Aim ->
Pick out and copy each line in the records below that contains the string "weevil".

Records supplied ->
----

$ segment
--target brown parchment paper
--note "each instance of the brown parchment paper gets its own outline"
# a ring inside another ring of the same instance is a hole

----

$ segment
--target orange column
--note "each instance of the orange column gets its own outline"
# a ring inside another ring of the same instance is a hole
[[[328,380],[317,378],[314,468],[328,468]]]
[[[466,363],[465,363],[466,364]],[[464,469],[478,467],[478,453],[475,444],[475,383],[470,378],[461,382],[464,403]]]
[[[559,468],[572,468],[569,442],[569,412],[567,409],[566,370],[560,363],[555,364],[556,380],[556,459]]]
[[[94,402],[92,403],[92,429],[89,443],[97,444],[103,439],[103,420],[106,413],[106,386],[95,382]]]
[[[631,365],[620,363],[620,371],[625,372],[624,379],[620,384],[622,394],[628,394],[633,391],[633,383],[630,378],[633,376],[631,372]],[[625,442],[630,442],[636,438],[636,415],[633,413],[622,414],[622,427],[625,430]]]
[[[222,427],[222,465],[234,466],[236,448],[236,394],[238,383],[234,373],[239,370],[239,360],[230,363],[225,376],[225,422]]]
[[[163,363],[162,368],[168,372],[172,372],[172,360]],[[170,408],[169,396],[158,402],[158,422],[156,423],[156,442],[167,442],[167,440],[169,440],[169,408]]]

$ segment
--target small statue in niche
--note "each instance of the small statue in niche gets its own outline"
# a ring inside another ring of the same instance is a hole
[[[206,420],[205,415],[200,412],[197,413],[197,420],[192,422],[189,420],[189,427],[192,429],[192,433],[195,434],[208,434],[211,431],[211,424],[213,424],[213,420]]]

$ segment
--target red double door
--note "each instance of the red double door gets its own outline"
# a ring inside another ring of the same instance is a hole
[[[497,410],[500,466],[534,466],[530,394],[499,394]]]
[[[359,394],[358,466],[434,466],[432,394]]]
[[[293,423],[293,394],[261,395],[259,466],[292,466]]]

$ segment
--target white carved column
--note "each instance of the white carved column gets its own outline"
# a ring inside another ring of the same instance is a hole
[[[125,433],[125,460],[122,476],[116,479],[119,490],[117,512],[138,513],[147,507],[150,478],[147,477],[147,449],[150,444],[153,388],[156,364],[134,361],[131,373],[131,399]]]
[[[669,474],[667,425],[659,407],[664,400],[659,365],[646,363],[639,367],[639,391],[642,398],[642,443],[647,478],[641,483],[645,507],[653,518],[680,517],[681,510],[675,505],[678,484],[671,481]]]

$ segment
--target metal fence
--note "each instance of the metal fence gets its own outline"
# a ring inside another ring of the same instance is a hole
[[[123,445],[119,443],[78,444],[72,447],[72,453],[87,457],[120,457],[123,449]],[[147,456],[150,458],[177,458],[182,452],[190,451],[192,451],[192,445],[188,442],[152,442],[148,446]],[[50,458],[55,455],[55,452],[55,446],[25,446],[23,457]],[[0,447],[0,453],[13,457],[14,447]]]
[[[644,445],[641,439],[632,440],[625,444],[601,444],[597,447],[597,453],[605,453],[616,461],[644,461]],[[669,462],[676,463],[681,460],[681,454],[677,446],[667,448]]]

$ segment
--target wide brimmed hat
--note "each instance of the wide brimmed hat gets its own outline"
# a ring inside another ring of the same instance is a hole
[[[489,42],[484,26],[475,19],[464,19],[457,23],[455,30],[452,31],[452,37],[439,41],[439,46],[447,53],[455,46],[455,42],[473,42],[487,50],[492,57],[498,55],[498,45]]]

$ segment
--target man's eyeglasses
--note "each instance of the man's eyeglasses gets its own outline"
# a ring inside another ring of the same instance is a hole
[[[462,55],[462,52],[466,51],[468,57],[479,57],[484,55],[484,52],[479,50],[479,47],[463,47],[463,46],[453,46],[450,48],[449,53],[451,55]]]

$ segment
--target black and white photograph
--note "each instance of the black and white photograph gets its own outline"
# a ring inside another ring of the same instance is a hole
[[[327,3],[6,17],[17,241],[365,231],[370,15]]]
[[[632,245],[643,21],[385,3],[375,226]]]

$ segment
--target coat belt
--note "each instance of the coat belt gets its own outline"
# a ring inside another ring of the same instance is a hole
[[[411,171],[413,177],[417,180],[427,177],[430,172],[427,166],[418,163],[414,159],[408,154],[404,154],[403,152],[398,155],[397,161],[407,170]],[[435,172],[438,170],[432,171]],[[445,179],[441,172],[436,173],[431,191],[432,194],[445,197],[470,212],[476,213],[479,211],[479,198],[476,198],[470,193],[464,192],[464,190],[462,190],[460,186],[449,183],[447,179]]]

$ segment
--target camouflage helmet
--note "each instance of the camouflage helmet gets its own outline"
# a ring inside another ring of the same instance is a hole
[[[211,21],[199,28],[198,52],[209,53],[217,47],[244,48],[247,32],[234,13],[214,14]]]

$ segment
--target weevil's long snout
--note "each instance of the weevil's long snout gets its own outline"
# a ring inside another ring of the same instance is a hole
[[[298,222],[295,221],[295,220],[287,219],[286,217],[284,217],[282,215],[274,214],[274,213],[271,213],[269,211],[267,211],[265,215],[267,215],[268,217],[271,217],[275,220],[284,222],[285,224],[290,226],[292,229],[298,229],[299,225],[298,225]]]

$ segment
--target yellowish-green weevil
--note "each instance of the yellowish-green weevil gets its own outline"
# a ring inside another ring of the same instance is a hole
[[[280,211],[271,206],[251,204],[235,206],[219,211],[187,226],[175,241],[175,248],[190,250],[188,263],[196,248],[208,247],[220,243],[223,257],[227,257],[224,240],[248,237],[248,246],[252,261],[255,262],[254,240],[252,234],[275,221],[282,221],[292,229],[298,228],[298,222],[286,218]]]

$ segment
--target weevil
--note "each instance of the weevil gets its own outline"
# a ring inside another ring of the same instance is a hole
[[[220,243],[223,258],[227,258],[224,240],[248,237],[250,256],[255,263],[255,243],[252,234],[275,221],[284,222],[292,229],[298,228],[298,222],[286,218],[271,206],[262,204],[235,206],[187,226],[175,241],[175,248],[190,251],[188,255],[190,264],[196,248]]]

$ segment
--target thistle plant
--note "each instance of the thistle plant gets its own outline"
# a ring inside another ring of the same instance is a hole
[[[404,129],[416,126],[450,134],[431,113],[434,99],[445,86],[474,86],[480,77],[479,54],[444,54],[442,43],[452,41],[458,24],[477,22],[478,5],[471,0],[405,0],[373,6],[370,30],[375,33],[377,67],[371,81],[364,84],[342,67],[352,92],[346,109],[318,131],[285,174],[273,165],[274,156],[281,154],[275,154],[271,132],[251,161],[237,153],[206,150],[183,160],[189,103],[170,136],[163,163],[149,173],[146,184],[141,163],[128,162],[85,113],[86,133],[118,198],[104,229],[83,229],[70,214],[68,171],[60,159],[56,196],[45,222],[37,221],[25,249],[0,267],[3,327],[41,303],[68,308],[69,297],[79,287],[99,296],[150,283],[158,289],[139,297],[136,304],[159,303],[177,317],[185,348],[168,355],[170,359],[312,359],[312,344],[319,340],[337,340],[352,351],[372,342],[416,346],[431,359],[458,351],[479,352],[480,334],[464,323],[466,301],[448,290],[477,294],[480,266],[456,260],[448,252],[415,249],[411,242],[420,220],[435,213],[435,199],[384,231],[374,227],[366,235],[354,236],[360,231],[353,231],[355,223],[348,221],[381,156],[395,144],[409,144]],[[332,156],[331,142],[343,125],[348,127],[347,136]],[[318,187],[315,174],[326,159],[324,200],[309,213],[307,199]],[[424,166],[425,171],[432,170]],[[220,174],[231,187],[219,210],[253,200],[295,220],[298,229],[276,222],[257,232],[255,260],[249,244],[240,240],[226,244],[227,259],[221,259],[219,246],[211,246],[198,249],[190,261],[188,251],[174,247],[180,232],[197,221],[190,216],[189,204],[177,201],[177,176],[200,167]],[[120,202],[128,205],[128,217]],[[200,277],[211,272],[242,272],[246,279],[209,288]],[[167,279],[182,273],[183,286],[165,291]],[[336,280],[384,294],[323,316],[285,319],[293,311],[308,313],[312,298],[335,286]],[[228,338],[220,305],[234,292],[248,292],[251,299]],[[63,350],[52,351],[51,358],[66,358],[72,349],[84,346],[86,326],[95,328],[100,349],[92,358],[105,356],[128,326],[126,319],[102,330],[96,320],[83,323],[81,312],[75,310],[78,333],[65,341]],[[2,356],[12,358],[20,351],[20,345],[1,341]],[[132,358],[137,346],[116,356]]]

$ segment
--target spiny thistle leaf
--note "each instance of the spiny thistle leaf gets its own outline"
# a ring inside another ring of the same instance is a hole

----

The reply ->
--target weevil's long snout
--note "each instance of the weevil's long snout gets its own outline"
--target yellowish-green weevil
--note "each instance of the yellowish-green weevil gets its own outline"
--target weevil
--note "each instance of the weevil gets its own outline"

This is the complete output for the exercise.